Aim. Can you replace "marker" with "dot" in the rows that begin at the line containing "Annotation guideline: every instance of the woman's" and stop after the line containing "Target: woman's nose", leaving everything else unchanged? Give only those rows back, without the picture.

Information provided.
· · · · ·
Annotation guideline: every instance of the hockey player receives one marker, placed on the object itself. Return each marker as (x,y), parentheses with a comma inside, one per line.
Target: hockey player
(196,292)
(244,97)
· · · · ·
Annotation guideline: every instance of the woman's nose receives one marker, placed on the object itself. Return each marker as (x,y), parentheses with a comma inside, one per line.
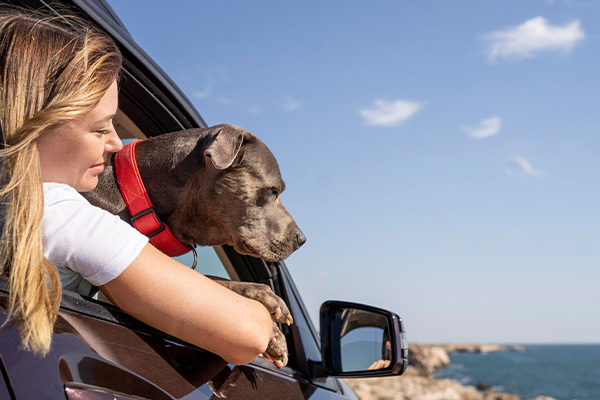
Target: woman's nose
· · · · ·
Full answer.
Annotation guideline: every instance of the woman's nose receives one dot, placed on the object itself. Return each dot as (x,y), parentheses with a comma inside, one per line.
Target: woman's nose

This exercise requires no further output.